Task -
Transcribe precisely those lines of the listing that fall between the line containing "I would be grateful if you could mark the man's shoulder" and the last line, inclusive of both.

Supplied information -
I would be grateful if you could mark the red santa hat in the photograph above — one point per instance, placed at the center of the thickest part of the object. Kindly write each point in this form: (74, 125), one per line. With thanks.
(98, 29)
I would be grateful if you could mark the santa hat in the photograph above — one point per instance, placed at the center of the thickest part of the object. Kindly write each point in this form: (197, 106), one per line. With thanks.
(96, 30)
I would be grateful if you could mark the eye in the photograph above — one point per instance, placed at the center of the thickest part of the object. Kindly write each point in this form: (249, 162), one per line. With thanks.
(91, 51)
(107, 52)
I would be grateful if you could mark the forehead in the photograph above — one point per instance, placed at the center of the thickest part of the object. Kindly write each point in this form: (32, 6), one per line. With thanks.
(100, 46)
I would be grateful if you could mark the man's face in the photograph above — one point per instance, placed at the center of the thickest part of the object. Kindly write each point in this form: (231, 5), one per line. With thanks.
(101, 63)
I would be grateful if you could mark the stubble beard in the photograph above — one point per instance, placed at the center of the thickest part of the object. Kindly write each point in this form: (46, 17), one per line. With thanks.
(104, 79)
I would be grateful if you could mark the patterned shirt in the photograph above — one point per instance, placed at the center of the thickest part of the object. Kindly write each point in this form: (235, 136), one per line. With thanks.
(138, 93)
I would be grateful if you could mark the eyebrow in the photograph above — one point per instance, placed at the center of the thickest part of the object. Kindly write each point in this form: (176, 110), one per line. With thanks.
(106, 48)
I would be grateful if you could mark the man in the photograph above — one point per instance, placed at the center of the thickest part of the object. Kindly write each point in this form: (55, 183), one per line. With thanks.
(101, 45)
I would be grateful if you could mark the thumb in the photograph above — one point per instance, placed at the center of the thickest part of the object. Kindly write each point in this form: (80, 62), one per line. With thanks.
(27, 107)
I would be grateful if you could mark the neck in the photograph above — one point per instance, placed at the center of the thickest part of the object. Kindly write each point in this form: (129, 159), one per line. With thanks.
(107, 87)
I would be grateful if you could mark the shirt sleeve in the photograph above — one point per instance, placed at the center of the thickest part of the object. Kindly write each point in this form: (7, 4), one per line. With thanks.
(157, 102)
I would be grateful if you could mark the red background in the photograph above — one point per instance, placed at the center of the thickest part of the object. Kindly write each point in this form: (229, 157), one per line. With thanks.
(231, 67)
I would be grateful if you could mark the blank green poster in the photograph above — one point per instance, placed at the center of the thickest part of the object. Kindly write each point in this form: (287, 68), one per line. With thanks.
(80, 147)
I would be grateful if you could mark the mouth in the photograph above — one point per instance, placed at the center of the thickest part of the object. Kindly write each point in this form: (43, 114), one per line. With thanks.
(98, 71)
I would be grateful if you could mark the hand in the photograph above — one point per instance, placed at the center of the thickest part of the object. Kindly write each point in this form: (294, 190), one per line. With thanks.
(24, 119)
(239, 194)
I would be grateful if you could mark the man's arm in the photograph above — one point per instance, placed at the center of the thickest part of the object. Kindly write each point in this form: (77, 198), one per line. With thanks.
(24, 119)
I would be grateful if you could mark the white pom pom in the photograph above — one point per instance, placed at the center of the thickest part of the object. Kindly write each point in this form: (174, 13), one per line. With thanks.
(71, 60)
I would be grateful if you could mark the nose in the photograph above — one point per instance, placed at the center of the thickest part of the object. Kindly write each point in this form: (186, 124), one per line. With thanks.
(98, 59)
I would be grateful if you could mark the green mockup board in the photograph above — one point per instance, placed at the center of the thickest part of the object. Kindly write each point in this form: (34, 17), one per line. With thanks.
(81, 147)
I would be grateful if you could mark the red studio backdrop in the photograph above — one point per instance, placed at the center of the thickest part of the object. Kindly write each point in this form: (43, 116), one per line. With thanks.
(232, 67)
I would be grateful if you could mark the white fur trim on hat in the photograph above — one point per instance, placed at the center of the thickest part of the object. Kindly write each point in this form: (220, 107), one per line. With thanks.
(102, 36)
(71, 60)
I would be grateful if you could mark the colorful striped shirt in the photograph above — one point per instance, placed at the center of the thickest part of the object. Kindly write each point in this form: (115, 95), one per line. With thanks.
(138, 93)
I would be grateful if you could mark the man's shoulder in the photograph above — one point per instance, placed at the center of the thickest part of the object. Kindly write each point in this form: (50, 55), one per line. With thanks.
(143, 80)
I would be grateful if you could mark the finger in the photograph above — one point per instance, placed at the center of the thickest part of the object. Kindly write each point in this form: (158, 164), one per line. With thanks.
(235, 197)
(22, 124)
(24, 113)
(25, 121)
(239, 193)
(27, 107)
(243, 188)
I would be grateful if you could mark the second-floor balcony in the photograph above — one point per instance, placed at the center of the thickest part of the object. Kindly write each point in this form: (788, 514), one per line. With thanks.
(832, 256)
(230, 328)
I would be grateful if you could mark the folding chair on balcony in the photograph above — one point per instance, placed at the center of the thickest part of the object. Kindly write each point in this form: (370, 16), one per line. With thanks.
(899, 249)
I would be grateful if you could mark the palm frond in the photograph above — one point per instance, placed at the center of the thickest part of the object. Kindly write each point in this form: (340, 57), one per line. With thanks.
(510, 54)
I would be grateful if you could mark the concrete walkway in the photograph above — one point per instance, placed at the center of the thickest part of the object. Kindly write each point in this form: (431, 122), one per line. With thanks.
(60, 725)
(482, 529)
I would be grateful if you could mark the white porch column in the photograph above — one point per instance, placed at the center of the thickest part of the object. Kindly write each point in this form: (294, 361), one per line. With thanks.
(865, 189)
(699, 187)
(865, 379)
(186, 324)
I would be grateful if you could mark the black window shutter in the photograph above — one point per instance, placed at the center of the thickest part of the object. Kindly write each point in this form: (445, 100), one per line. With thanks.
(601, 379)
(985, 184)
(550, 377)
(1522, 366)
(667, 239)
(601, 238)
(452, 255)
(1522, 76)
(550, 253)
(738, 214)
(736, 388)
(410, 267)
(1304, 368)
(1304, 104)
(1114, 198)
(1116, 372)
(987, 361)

Answer -
I would be grateful if you could mark the man's shoulder in the photograph above — one point per instance, placed at the center of the thickest part of the object. Kindly write each point in this form: (50, 55), one per line. With thanks.
(143, 80)
I would be grateful if you could mark the finger in the photograph above — one point per instance, placed at the center of the thickest part of the object. Kindly write each point in this form: (158, 164), one per line. With thanks.
(235, 197)
(22, 124)
(24, 113)
(25, 121)
(239, 193)
(27, 107)
(243, 188)
I would be grateful if you could mark the second-floor balcony in the photograph above — one point per instance, placed at the center of the thickest part of the object. Kindly write each point in this form: (788, 514), one per line. With thanks.
(832, 256)
(230, 328)
I would be grateful if you could mark the folding chair on balcony in the photograph above — one point per instance, placed at the center of the thickest part of the object. Kindly write each point in this form: (370, 16), one per line. With thanks.
(899, 249)
I would be grateful if you could mark the palm frond in the photograph above — one point per instance, placed at the center of the thickest part of the object. Kindly write each point in this form: (340, 57), one per line. With thanks.
(510, 54)
I would be grateful if you could mark the concrete walkway in the photograph above — one point per instance, placed at the center of the thickest part of the object. Kindly write each point in this form: (431, 122), one per line. With thanks.
(60, 725)
(482, 529)
I would be grateful if you could mark the white porch column in the photograph above — one point per instance, placed at the center of the thickest part of the object. Kindly write each point in this form: (294, 361), one per line. With thanks.
(865, 189)
(699, 187)
(865, 379)
(186, 324)
I would be grateful if you could mark the black window shutter in the photograph above — one point per instance, placed at the center of the thickest part of the object. Kindly write each point in this form: (445, 100), one per line. With thanks.
(601, 379)
(985, 184)
(550, 377)
(1522, 366)
(667, 239)
(601, 238)
(452, 255)
(1522, 76)
(550, 253)
(738, 214)
(736, 388)
(410, 267)
(1304, 368)
(1304, 104)
(1114, 198)
(1116, 372)
(987, 361)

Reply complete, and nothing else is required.